• [THE TASK]
Continue the account of the dead monitor and the wait for a replacement, picking up after its last sentence.

TEXT below:

A few weeks ago, my monitor started getting flaky: it would intermittently go black for a few seconds during boot or restart. The few seconds became a half a minute and then intermittent became every time and then, finally, it died for good.
Bob loaned me his laptop after seeing my hollow-eyed, addict-without-a-fix stare and I found a decently-priced Asus at Newegg with free shipping. A lot of outfits, when you use their free shipping, wait a few days before shipping so that you don’t get your stuff before “5 to 8 buisness days,” but Newegg shipped about an hour after I clicked “place order.” And they shipped UPS, which has been pretty reliable since the time I had to drive forty miles (each way) to Hendersonville to pick up a package because they couldn’t find my house. I wrote them a letter that included a lot of adjectives along with the precise GPS coordinates of my driveway.
So I settled in to wait a few days, maybe a week (“settled” is probably a bad word choice). Bob’s ThinkPad is so old it says IBM on it. That would be pre-2005. It was painfully slow, like when you hit a speed-zone after an hour or so doing 70. Mine isn’t brand new, but it’s a desktop gaming rig that can run non-3D stuff fast with one core tied behind it’s back. So, two days later, when I heard the crunch of gravel, I was waiting at the door of the UPS truck before the guy could get out.

End of TEXT.
DATASET EXTRACT below:

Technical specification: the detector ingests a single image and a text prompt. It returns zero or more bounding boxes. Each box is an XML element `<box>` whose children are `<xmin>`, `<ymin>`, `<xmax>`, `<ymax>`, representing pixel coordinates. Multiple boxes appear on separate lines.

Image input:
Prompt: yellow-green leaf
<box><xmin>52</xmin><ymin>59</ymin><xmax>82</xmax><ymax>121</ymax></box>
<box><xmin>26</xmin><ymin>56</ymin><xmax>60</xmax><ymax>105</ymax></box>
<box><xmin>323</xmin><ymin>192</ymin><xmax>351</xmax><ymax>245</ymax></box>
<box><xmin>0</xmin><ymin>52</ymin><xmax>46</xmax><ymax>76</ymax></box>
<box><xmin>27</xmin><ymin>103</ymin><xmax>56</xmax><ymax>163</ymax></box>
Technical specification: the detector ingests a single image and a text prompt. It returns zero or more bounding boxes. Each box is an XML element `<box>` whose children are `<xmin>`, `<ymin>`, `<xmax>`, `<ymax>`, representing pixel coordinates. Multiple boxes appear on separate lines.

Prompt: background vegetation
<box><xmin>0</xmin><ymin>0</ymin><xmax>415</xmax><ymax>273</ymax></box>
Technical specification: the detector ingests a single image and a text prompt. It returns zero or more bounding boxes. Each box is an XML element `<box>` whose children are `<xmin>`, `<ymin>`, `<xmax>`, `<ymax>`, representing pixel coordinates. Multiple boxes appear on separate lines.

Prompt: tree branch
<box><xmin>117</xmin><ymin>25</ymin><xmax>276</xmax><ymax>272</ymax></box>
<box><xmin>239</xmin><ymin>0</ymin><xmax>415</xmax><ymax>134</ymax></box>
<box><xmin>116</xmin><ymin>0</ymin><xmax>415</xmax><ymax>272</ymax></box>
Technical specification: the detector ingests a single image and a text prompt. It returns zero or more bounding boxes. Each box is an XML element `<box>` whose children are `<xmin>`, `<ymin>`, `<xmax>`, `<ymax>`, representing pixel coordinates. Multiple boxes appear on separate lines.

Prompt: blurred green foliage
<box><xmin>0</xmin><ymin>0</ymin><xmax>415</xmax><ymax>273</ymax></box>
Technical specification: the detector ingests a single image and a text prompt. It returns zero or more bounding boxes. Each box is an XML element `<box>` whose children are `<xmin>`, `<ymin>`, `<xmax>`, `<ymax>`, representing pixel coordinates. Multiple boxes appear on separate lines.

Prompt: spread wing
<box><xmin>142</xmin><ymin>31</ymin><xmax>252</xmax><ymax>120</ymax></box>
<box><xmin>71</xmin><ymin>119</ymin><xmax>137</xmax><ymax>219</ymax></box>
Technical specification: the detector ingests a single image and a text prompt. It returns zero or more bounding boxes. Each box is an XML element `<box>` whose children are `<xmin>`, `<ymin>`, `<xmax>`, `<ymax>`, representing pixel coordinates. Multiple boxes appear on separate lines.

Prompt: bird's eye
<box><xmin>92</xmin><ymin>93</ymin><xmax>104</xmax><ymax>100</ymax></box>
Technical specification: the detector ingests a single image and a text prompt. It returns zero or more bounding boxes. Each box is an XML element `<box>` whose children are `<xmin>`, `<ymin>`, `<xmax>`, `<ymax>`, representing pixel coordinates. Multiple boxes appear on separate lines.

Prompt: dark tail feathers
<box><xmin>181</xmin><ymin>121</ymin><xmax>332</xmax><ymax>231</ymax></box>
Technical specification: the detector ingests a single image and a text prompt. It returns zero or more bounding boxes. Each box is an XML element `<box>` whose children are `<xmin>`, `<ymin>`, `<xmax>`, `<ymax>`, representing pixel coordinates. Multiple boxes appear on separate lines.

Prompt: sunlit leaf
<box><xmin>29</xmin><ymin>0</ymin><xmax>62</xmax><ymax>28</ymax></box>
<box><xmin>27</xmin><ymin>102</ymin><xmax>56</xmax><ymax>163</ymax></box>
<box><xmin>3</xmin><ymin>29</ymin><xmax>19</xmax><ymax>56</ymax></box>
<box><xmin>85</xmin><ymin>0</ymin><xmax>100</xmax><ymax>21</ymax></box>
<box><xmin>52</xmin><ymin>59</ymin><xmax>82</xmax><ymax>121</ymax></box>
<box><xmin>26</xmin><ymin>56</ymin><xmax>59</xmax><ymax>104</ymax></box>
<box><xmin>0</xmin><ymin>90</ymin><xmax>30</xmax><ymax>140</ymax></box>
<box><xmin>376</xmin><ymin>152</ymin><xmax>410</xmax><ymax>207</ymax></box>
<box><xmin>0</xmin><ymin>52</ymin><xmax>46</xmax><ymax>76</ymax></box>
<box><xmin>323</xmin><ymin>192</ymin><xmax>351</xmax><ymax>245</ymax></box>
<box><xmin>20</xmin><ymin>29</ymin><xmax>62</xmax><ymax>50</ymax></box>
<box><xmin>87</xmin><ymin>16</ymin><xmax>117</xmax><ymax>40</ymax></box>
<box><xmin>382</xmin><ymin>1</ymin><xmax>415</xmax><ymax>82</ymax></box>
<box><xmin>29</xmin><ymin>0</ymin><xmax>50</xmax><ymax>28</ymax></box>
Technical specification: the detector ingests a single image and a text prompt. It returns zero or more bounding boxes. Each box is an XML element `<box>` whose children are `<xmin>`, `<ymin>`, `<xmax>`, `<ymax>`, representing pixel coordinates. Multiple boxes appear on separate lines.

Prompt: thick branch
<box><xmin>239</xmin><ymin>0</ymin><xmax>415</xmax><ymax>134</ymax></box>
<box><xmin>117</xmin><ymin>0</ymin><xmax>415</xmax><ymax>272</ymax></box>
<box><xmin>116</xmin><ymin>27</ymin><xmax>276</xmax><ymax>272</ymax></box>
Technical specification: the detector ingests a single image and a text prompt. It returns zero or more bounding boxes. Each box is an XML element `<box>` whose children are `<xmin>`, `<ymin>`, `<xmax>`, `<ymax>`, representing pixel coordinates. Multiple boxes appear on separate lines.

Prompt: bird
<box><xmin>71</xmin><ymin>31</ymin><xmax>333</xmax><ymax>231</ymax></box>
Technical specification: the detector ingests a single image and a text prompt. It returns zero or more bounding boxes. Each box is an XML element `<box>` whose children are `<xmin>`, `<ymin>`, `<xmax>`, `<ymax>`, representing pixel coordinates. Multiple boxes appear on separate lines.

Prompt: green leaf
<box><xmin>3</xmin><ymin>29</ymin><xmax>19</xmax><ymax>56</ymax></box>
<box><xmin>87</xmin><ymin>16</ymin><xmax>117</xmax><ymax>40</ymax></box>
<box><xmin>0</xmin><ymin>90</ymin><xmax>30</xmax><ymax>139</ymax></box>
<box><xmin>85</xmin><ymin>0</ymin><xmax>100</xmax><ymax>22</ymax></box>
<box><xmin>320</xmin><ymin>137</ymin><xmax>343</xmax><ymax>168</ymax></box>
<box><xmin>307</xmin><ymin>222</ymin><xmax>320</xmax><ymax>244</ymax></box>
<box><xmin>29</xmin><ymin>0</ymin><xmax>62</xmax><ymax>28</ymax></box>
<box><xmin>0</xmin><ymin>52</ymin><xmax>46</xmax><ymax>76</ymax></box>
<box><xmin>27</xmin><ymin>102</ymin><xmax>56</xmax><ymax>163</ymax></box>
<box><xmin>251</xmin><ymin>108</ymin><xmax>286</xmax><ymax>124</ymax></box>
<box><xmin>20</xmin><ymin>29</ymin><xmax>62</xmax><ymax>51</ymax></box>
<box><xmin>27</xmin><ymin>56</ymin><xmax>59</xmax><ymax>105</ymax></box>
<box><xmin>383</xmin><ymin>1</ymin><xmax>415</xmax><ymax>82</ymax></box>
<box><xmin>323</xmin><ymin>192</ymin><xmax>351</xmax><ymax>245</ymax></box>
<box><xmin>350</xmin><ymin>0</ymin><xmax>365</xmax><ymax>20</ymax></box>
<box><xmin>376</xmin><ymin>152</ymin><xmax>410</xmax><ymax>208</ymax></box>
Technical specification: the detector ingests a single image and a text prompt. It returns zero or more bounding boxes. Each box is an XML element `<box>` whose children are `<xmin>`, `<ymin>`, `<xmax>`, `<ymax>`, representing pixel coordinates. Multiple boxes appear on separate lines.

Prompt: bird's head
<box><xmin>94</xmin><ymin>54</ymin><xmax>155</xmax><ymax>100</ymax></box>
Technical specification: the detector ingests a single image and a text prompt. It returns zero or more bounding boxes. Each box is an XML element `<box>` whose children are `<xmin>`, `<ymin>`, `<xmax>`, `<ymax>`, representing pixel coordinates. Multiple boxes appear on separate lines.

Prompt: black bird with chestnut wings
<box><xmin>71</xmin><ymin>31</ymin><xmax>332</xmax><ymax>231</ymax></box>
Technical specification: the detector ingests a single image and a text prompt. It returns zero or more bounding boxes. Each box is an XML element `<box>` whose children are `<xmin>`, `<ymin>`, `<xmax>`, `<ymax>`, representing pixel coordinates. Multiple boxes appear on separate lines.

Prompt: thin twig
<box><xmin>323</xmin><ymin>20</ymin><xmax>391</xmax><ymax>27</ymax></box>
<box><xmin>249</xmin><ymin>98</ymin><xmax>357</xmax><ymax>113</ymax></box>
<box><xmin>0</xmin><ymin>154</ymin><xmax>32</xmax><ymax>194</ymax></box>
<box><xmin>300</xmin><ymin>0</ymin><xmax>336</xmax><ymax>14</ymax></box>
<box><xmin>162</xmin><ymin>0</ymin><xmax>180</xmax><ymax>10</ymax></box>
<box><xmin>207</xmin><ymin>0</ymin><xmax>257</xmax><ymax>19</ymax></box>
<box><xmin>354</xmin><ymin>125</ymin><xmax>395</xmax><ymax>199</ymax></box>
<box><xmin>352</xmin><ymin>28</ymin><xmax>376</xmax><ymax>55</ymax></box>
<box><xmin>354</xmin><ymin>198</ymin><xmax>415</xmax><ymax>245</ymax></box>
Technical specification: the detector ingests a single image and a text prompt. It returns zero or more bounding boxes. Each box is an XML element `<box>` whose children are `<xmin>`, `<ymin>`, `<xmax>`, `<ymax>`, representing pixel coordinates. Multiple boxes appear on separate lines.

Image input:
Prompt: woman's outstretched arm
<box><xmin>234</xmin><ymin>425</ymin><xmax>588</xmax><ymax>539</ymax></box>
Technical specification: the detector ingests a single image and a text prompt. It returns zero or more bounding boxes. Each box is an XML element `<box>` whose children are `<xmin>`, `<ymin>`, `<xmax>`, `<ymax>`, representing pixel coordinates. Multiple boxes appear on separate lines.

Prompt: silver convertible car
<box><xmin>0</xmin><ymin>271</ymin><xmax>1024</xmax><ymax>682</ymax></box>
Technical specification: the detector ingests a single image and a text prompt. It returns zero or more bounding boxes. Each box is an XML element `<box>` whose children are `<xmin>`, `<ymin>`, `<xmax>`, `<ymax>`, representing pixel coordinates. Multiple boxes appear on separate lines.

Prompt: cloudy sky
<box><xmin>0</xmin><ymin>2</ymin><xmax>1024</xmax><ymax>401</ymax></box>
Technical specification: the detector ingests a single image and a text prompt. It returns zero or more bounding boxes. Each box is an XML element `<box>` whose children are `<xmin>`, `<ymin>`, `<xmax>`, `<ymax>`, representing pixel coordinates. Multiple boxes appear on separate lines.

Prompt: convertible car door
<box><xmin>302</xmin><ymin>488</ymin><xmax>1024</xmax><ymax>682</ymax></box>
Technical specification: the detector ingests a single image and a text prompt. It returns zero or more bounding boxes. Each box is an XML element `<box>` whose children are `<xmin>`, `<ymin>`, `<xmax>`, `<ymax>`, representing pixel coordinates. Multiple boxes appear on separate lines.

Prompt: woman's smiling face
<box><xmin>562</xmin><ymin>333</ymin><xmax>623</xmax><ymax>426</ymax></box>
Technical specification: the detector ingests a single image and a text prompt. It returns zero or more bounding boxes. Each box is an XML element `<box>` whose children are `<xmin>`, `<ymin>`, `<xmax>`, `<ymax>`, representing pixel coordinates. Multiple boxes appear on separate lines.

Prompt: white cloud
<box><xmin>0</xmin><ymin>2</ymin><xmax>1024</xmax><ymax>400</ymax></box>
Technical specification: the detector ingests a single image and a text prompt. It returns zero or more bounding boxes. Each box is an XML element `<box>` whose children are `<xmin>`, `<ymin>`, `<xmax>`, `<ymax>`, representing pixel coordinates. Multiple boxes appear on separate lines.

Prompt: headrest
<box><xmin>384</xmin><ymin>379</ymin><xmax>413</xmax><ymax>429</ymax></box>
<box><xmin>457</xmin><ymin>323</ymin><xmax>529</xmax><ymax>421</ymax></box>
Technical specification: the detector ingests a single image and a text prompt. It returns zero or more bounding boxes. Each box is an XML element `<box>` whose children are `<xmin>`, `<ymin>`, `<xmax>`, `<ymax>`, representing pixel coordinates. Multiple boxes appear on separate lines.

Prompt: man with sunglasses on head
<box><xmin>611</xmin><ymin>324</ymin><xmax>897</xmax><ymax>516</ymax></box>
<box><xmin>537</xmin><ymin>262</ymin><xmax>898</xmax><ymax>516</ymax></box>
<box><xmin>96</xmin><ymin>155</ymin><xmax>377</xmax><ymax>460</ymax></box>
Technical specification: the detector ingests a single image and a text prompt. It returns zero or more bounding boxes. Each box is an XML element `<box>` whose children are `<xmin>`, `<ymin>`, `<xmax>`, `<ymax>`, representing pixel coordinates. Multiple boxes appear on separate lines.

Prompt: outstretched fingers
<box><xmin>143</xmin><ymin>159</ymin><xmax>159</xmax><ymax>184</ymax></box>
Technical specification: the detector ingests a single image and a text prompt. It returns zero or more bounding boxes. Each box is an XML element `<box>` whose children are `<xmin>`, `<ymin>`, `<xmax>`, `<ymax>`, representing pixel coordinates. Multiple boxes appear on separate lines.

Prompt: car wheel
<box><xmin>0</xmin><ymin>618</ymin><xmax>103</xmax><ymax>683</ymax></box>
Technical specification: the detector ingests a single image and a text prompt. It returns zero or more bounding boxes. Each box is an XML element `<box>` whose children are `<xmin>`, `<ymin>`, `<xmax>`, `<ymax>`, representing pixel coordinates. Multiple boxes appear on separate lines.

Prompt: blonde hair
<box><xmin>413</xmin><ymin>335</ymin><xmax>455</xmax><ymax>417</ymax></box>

End of DATASET EXTRACT.

• [RESPONSE TO THE EXERCISE]
This was the second monitor we had that failed and the symptoms were the same, so I did a few searches and found that this probably means that some things called capacitors failed. I took the thing apart and, sure enough, the ends of some of the capacitors, little cylindrical doohickeys, were kind of bulged out, indicating failure. A repair kit costs under $15, so I’m thinking of trying to fix it. It would be nice to have a spare monitor kicking around and it doesn’t look that difficult except for, maybe, the de-soldering and soldering parts. I watched a You-Tube video that shows a guy doing this in a couple of minutes. I’m still waffling; I’ve never soldered anything before but it looks like a procedure that requires at least three hands.
And what is a capacitor, anyway? Is it the part that is timed to fail a week after the warranty runs out?